> WHAT IS EXPECTED: Rewrite every item below, replacing "thickest part" with "widest part" and keeping everything else the same. Omit the pictures from your answer.

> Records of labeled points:
********************

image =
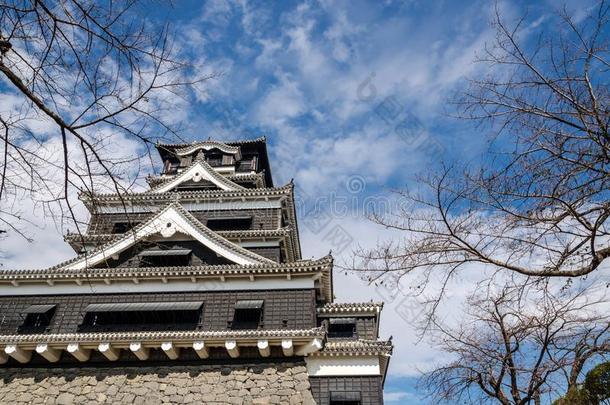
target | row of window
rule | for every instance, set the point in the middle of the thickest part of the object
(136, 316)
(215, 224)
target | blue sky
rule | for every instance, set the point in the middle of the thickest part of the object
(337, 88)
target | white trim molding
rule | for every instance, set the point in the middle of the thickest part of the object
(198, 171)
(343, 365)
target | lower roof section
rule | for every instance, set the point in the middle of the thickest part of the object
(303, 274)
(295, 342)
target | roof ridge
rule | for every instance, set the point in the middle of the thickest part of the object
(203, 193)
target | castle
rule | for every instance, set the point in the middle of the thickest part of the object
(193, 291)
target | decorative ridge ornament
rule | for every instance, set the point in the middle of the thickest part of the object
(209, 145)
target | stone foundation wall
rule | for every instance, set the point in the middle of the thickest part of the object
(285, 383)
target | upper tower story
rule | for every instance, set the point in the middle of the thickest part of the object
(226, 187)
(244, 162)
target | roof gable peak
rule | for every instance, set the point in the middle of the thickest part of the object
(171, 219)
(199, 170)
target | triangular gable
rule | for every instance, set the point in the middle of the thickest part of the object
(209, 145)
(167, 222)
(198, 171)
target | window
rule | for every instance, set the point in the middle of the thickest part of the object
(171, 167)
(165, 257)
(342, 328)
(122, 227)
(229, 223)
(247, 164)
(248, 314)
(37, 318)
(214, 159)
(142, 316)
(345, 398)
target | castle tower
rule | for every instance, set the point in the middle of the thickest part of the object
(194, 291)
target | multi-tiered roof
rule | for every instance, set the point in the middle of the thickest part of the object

********************

> RESULT OF THIS TASK:
image =
target | row of window
rule | for every instance, set the point in the middle of the widest part of the object
(136, 316)
(215, 224)
target | blue sky
rule | for every instance, set the point in the middle of the widest part of the object
(337, 88)
target | white trim molding
rule | for every instance, set the point in the middle of the widest part of the object
(198, 171)
(343, 365)
target | lower roof section
rule | for every instance, set the point in the middle of the widest part of the object
(303, 274)
(295, 342)
target | roof ridge
rule | for every instance, set the point in the middle of the widest part of the object
(203, 193)
target | castle
rule | for every instance, set the point in the middle of the widest part of the object
(193, 291)
target | decorative ridge ornament
rule | for every instance, set the point in the middle of the widest part of the object
(209, 145)
target | stone foundation wall
rule | for every instance, set the point in the middle of the widest part of the object
(285, 383)
target | upper tower story
rule | for every instance, set the point in the middle of the widest part of the object
(226, 187)
(244, 162)
target | roof gable peak
rule | for every instance, set the point in the middle of the widest part of the object
(171, 219)
(199, 170)
target | triangular gable
rule | for every instance, set the point in the middle of the widest part of the object
(209, 145)
(167, 222)
(198, 171)
target | window
rule | for every instance, set the point in the middle of the widest part of the object
(171, 167)
(165, 257)
(342, 328)
(122, 227)
(229, 223)
(247, 164)
(248, 314)
(37, 318)
(214, 159)
(142, 316)
(345, 398)
target | castle tower
rule | for every instance, set the point in the middle of the widest part of the object
(194, 291)
target | multi-tiered roof
rule | for every instance, set the point in the middle of the widest part of the object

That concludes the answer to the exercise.